# What you need to do
Using the listing below, return each line exactly as it reads.

# Records provided
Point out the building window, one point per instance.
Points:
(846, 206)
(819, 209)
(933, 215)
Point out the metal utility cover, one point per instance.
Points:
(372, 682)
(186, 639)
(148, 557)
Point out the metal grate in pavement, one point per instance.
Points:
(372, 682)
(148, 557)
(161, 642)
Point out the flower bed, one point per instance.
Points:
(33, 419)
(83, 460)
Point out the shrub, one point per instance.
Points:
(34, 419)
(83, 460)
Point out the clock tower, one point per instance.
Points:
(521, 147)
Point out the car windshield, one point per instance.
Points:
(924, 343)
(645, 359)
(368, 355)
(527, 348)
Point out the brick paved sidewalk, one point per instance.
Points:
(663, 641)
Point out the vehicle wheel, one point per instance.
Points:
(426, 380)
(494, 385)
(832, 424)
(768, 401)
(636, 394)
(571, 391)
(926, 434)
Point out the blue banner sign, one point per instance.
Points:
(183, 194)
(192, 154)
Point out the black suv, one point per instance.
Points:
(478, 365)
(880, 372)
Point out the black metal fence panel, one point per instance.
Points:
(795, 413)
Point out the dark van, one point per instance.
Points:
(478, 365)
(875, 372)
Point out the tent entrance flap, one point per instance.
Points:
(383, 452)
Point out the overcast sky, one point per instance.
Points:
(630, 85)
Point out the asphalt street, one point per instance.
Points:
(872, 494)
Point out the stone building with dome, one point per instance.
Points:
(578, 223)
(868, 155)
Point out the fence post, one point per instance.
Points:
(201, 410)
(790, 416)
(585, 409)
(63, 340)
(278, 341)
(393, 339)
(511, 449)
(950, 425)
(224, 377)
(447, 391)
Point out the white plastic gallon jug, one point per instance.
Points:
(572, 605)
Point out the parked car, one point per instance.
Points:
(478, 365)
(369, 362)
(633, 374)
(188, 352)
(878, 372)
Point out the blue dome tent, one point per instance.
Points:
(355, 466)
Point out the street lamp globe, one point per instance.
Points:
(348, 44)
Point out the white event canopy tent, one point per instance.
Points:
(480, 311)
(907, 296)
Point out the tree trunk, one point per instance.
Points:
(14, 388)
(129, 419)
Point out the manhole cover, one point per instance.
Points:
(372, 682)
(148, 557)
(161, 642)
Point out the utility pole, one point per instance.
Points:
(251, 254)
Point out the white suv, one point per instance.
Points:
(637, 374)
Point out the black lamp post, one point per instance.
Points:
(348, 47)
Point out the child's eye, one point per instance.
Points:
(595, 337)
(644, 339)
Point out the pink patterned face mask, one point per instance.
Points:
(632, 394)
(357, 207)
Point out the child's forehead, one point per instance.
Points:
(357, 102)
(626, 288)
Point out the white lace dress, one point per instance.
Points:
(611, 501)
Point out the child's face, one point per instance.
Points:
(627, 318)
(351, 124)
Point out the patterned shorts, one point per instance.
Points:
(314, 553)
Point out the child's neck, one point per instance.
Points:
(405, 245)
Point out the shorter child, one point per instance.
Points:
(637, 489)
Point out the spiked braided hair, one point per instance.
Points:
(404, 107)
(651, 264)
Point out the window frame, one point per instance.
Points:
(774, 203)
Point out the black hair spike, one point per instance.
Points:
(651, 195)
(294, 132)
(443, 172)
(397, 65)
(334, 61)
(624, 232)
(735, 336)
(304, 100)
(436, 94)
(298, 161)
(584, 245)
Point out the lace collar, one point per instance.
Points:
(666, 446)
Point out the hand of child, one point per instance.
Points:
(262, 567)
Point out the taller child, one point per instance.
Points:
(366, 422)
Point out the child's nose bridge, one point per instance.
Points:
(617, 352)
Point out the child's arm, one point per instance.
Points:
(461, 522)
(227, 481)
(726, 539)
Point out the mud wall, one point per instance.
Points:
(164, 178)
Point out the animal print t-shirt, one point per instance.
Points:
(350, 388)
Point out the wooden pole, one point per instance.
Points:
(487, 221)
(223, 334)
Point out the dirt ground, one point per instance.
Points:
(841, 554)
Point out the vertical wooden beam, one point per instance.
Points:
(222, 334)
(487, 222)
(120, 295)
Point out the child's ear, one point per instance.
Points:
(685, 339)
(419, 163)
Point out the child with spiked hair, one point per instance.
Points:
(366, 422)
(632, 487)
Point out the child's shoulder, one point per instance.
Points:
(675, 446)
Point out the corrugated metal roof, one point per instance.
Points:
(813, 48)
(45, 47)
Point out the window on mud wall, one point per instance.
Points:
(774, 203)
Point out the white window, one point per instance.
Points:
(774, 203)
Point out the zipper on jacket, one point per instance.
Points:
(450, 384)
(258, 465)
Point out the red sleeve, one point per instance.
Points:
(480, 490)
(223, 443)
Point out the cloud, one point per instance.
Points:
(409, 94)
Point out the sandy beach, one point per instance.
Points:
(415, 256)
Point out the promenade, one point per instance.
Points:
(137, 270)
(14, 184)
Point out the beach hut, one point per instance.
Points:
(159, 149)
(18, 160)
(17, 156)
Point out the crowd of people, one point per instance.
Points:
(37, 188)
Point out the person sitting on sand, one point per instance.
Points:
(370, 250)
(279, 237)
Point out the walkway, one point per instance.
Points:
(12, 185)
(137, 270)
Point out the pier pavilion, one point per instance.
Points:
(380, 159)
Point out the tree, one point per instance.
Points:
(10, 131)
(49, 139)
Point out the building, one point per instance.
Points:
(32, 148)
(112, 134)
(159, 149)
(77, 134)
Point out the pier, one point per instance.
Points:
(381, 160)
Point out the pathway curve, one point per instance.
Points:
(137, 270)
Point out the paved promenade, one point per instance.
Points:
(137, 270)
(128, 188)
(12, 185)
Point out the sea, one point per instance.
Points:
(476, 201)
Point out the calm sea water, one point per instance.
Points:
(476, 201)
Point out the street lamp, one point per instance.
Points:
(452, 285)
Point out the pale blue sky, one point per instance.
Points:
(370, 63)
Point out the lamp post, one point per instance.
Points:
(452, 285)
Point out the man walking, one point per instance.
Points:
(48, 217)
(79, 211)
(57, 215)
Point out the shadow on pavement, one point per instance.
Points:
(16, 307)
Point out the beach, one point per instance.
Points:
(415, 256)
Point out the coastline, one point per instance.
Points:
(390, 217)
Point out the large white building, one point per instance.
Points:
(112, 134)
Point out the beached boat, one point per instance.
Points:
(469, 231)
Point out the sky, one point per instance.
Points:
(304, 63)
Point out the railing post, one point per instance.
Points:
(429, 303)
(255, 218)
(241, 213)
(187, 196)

# Finished exercise
Point out the building window, one point per instance.
Points:
(846, 206)
(819, 209)
(933, 215)
Point out the metal utility cover, one point per instance.
Points:
(372, 682)
(186, 639)
(148, 557)
Point out the metal grate in pavement, one point per instance.
Points:
(372, 682)
(148, 557)
(161, 642)
Point out the flower bed, one point per instance.
Points:
(33, 419)
(83, 460)
Point out the shrub, one point per instance.
Points:
(34, 419)
(83, 460)
Point out the clock tower, one point per instance.
Points:
(521, 147)
Point out the car windshield, one point per instance.
Points:
(924, 343)
(645, 359)
(368, 355)
(527, 348)
Point out the brick paved sidewalk, one point per instance.
Points:
(663, 641)
Point out the vehicle wheel, one point per instance.
Points:
(426, 380)
(494, 385)
(832, 424)
(768, 401)
(636, 394)
(571, 391)
(926, 434)
Point out the blue banner sign, one point per instance.
Points:
(183, 194)
(192, 154)
Point out the black suv, one point per instance.
Points:
(478, 365)
(880, 372)
Point out the black metal fence panel, one point per instance.
Points:
(795, 413)
Point out the dark van, one point per instance.
Points:
(478, 365)
(875, 372)
Point out the tent entrance flap, one point per instance.
Points:
(383, 452)
Point out the overcast sky, one point per instance.
Points:
(630, 85)
Point out the asphalt street, one point per instance.
Points:
(872, 494)
Point out the stone building with dome, one point per instance.
Points:
(578, 223)
(868, 155)
Point out the fence post, one point per instance.
Points:
(201, 410)
(790, 416)
(585, 409)
(63, 340)
(278, 341)
(393, 339)
(511, 449)
(950, 425)
(224, 377)
(447, 391)
Point out the white plastic gallon jug, one point per instance.
Points:
(572, 605)
Point out the parked car, one point per instance.
Points:
(478, 365)
(369, 362)
(633, 374)
(188, 352)
(878, 372)
Point out the blue dome tent, one point per instance.
Points:
(355, 466)
Point out the street lamp globe, one point per instance.
Points:
(348, 44)
Point out the white event canopy tent, one point per instance.
Points:
(480, 311)
(907, 296)
Point out the tree trunk, one point per instance.
Points:
(14, 388)
(129, 419)
Point out the manhole cover, one point per instance.
Points:
(372, 682)
(148, 557)
(161, 642)
Point out the utility pole, one point per instance.
Points:
(251, 254)
Point out the white suv, one point per instance.
Points:
(637, 374)
Point out the black lamp post, one point per instance.
Points:
(348, 47)
Point out the child's eye, one point per instance.
Points:
(595, 337)
(644, 339)
Point out the pink patterned face mask, one point per instance.
Points:
(632, 394)
(357, 207)
Point out the child's forehead, one point per instance.
Points:
(357, 102)
(626, 288)
Point out the white lace dress, one point per instance.
Points:
(611, 501)
Point out the child's face, one point per instance.
Points:
(627, 318)
(351, 124)
Point out the patterned shorts, one point per instance.
Points:
(314, 553)
Point out the child's neck, one point per instance.
Points:
(405, 245)
Point out the shorter child, one point per instance.
Points:
(637, 489)
Point out the spiked braided hair, one point per instance.
Points:
(404, 107)
(651, 264)
Point out the window frame, one point per instance.
Points:
(774, 203)
Point out the black hair spike, one point per instance.
Points:
(651, 195)
(294, 132)
(443, 172)
(397, 65)
(334, 61)
(624, 232)
(735, 336)
(304, 100)
(436, 94)
(298, 161)
(584, 245)
Point out the lace collar, one point per instance.
Points:
(666, 446)
Point out the hand of child, one point per instance.
Points:
(262, 567)
Point out the taller child, one point per instance.
Points:
(366, 422)
Point out the child's nose bridge, one point per instance.
Points:
(617, 352)
Point out the child's arm, one point per instance.
Points:
(461, 522)
(227, 481)
(726, 539)
Point out the mud wall, one point per instance.
Points:
(164, 178)
Point out the animal print t-shirt, one point per instance.
Points:
(350, 388)
Point out the wooden pole, one point per instance.
Points:
(487, 221)
(223, 334)
Point out the dirt ground, one point per instance.
Points:
(841, 554)
Point out the vertical wooden beam, one point per instance.
Points:
(222, 334)
(487, 222)
(120, 295)
Point out the child's ear, one point per instance.
Points:
(685, 339)
(419, 163)
Point out the child with spiked hair, one point per instance.
Points:
(366, 422)
(632, 487)
Point out the child's shoulder, one point per instance.
Points:
(675, 446)
Point out the corrugated metal roof, one point per instance.
Points:
(813, 48)
(45, 47)
Point out the window on mud wall, one point per instance.
Points:
(774, 203)
Point out the white window, one point per instance.
Points:
(774, 203)
Point out the zipper on jacket, one point per instance.
Points:
(450, 384)
(258, 465)
Point out the red sleeve, one point per instance.
Points:
(480, 490)
(223, 443)
Point out the cloud, one point per instance.
Points:
(409, 94)
Point out the sandy beach, one point per instance.
Points:
(415, 256)
Point out the promenade, one point per instance.
Points:
(137, 270)
(14, 184)
Point out the beach hut, one point per instance.
Points:
(159, 149)
(18, 160)
(17, 156)
Point out the crowd of people, one point per instance.
Points:
(37, 188)
Point out the person sitting on sand, one point per instance.
Points:
(370, 250)
(279, 237)
Point out the walkway, one point per instance.
Points:
(12, 185)
(137, 270)
Point out the pier pavilion, one point per instance.
Points:
(380, 159)
Point out the tree, one point per instance.
Points:
(10, 131)
(49, 139)
Point out the building, one point per instance.
Points:
(32, 148)
(112, 134)
(159, 149)
(77, 134)
Point out the pier, one point per instance.
Points:
(381, 160)
Point out the pathway curve, one point per instance.
Points:
(137, 270)
Point out the paved promenade, one point per instance.
Points:
(137, 270)
(128, 188)
(12, 185)
Point out the sea, one point per instance.
Points:
(476, 201)
Point out the calm sea water, one point per instance.
Points:
(476, 201)
Point out the street lamp, one point per instance.
Points:
(452, 285)
Point out the pale blue sky, one point per instance.
Points:
(370, 63)
Point out the lamp post, one point per instance.
Points:
(452, 285)
Point out the man walking, one point per instance.
Points:
(48, 217)
(79, 211)
(57, 215)
Point out the shadow on pavement, one point per instance.
Points:
(16, 307)
Point out the beach, one point per instance.
Points:
(415, 256)
Point out the coastline, one point per instance.
Points:
(390, 217)
Point out the large white building, one point per instance.
Points:
(112, 134)
Point out the beached boat, one point per instance.
Points:
(469, 231)
Point out the sky, one point per instance.
Points:
(304, 63)
Point out the railing post, one point per instance.
Points:
(429, 303)
(255, 218)
(241, 213)
(187, 196)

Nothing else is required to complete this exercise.